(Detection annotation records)
━━━━━━━━

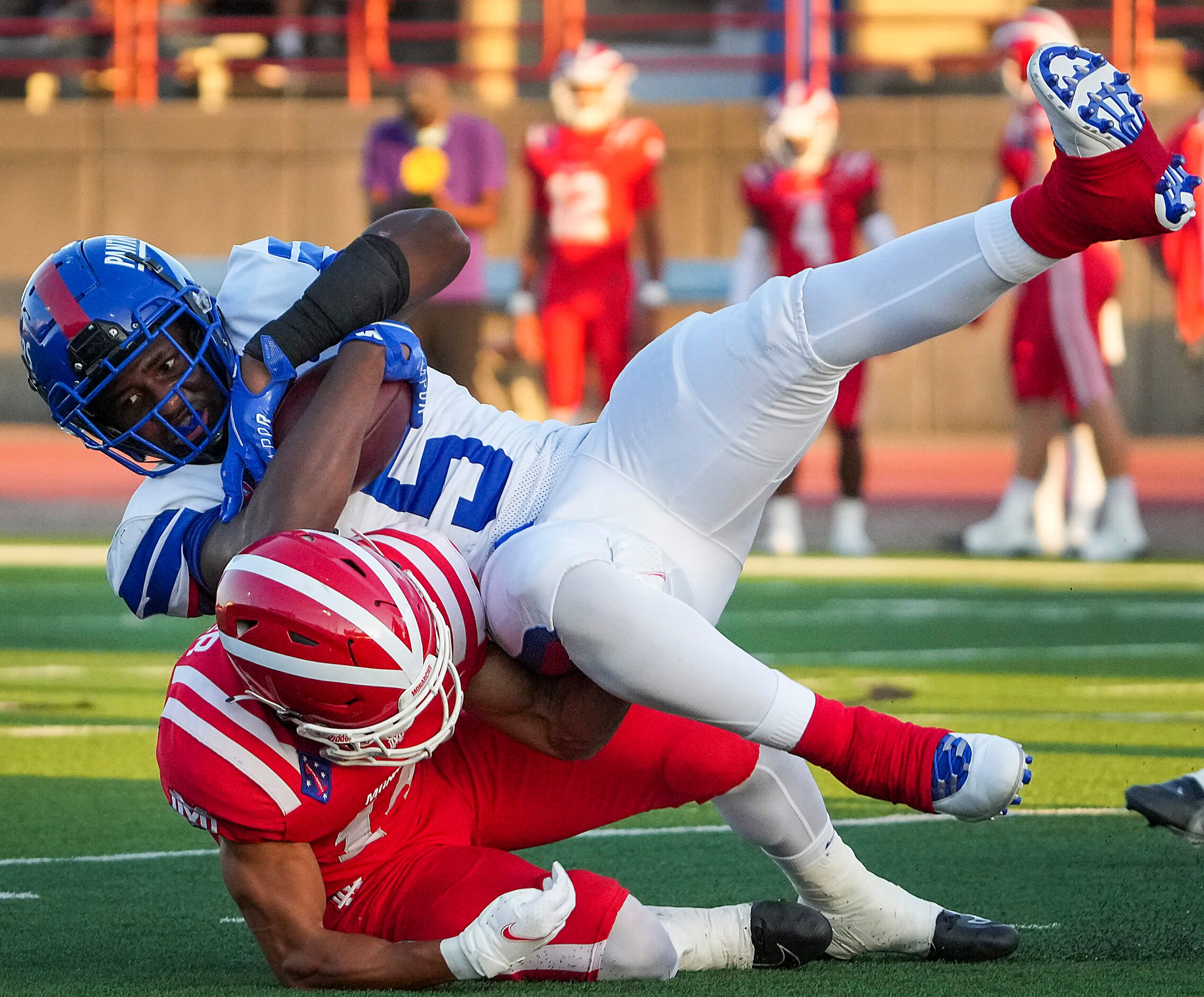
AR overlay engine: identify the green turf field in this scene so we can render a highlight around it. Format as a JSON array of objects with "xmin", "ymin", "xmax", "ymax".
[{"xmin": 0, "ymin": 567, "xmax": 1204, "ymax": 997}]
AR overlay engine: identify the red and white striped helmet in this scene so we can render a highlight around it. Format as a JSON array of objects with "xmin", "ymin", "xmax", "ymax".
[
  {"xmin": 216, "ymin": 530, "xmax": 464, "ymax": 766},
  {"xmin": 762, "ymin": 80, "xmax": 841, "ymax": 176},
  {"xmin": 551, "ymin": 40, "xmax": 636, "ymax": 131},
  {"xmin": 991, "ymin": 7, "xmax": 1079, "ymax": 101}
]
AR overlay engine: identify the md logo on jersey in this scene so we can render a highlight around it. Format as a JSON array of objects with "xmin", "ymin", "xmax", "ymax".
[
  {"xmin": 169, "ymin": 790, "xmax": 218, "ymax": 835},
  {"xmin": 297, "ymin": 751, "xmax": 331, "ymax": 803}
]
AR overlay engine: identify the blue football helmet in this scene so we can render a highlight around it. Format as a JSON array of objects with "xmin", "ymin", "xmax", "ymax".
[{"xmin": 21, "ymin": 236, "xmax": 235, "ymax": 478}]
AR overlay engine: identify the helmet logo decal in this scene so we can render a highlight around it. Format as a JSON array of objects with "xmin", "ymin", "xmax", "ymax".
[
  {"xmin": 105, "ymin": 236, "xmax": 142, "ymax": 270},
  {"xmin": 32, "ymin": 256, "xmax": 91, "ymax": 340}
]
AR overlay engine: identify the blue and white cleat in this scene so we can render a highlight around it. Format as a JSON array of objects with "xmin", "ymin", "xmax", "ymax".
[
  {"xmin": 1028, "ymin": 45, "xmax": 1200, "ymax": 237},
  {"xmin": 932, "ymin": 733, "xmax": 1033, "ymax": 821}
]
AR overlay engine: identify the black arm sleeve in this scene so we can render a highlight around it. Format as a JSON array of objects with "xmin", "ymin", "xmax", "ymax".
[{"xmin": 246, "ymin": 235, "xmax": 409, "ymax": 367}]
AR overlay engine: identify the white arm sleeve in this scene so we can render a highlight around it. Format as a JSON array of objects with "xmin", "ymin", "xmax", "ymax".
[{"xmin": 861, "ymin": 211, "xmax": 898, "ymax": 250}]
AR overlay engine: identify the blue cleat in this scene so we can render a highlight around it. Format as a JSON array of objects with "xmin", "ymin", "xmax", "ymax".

━━━━━━━━

Task details » Write out every one of the lines above word for word, omitting the pictures.

Final result »
AR overlay engine: identify the green turf field in this scene so we can render a highlight around it. Format as a JSON array of objects with "xmin", "ymin", "xmax", "ymax".
[{"xmin": 0, "ymin": 567, "xmax": 1204, "ymax": 997}]
AR overlay engine: identify the red and white striped helmet in this scene so we can render a highlight around it. Format as a JSON array of objects with "xmin", "ymin", "xmax", "ymax".
[
  {"xmin": 216, "ymin": 530, "xmax": 464, "ymax": 766},
  {"xmin": 762, "ymin": 80, "xmax": 841, "ymax": 176},
  {"xmin": 551, "ymin": 40, "xmax": 636, "ymax": 131},
  {"xmin": 991, "ymin": 7, "xmax": 1079, "ymax": 101}
]
AR overlay engine: identify the md logo on jersey in this scene so we can render a highlight around it. Format as a JSON array of objects with "xmin", "ymin", "xmax", "ymax".
[
  {"xmin": 169, "ymin": 790, "xmax": 218, "ymax": 835},
  {"xmin": 297, "ymin": 751, "xmax": 331, "ymax": 803}
]
AR overlay engine: identify the blue football helmet in this scene so we can render a highlight around it. Format as a JSON array of objects with "xmin", "ymin", "xmax", "ymax".
[{"xmin": 21, "ymin": 236, "xmax": 235, "ymax": 478}]
AR overlay engine: identify the helmet logo decal in this scene so we can render a highlight around it. Format as a JSON array of objects with "xmin", "ymin", "xmax", "ymax".
[
  {"xmin": 105, "ymin": 236, "xmax": 142, "ymax": 270},
  {"xmin": 32, "ymin": 256, "xmax": 91, "ymax": 340}
]
AR overlay engine: identify the blue and white cleat in this scene so we can render a highlight around it. Format as a JSON array of objects with "xmin", "ymin", "xmax", "ymax".
[
  {"xmin": 1028, "ymin": 45, "xmax": 1200, "ymax": 237},
  {"xmin": 932, "ymin": 733, "xmax": 1033, "ymax": 821}
]
AR overlay engine: identify the black arm sleeve in this scene so we can render a highlight around it. Format as a JSON array of objects with "xmin", "ymin", "xmax", "ymax".
[{"xmin": 246, "ymin": 235, "xmax": 409, "ymax": 367}]
AR overlay engine: identify the white arm sleeve in this scene so we can render a highlight around it. Format as a JSON array of objects with "xmin", "ymin", "xmax", "ymax".
[{"xmin": 861, "ymin": 211, "xmax": 898, "ymax": 250}]
AR overlay engine: identify the blue cleat in this scene so we can render a highlight around it. Format as a JSON array of objects with "xmin", "ymin", "xmax", "ymax".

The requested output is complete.